__TASK DIRECTIONS__
Copy the lines below with every "photo" swapped for "image" and everything else unchanged. Leave the picture out of your copy.

__RECORDS FOR THE EXERCISE__
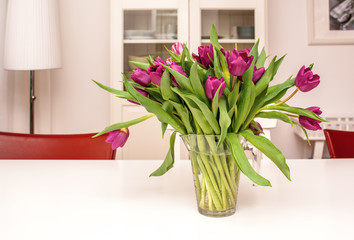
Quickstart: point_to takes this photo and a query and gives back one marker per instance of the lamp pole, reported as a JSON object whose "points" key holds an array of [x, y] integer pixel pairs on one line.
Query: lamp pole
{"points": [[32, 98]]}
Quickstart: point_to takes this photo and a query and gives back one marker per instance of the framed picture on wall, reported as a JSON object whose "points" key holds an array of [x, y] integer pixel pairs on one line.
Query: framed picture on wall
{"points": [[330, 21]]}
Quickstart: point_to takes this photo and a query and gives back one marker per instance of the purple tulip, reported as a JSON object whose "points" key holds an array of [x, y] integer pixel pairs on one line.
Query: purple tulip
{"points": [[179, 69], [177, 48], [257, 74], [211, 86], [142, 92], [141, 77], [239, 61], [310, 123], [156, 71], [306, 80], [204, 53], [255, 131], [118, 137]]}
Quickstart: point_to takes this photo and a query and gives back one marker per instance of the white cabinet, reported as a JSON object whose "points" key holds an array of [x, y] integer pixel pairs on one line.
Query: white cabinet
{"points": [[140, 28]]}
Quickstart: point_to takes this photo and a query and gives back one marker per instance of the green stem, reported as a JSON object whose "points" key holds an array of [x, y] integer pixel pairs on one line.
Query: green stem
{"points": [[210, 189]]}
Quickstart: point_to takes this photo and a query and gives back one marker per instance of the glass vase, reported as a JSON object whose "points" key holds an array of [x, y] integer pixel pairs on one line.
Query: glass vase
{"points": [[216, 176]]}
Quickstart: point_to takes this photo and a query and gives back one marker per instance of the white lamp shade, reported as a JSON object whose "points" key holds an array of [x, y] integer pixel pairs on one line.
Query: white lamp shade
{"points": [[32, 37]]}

__SOLUTION FOR THIS TASK__
Quickstart: point_to takes this image and a query and gives back one marker per instance of the lamp pole, reported as a JSON object whose "points" key holds an array of [x, y] integer pixel pairs on one line.
Query: lamp pole
{"points": [[32, 98]]}
Quickstart: point_to takes this image and a query and gives back one marker per instance of the framed picture on wall, reported as a JSON object whose "points" key holds an array of [x, y] integer pixel pairs on one line.
Query: framed picture on wall
{"points": [[330, 21]]}
Quickstart: point_to takes this image and a query and gives back one marker per instance of the purple tulip, reported as a JSON object whose "points" key holds an array of [x, y] integer pixel pairs on one line.
Query: purple tulip
{"points": [[179, 69], [177, 48], [257, 74], [211, 86], [142, 92], [141, 77], [239, 61], [310, 123], [156, 71], [306, 80], [204, 53], [255, 131], [118, 137]]}
Quickstart: point_to takes this image and a query and gives back one marker per instance of the white cabinet, reported as a JSON object whose "points" key holds an array of [x, y] integer pixel pairs on one line.
Query: white cabinet
{"points": [[140, 28]]}
Quickstart: point_to takes this image and a query and gives back one marker per instance of the green stem, reported as a JSON object whose "points" key holds an array of [x, y] integer pixel pairs on one line.
Query: green stem
{"points": [[210, 189]]}
Quickstart: point_to takes this image and a query and gives back one marker per instance of the glass vase, reported as a JSON object whose "points" key holds an array of [x, y] integer pixel pairs on one line.
Query: glass vase
{"points": [[216, 176]]}
Quickstart: point_to takes this image and a query and gives back one marker per instance of the white lamp shade, reported as a JSON object whose "points" key holds an array of [x, y] integer pixel pairs on one line.
Query: white lamp shade
{"points": [[32, 37]]}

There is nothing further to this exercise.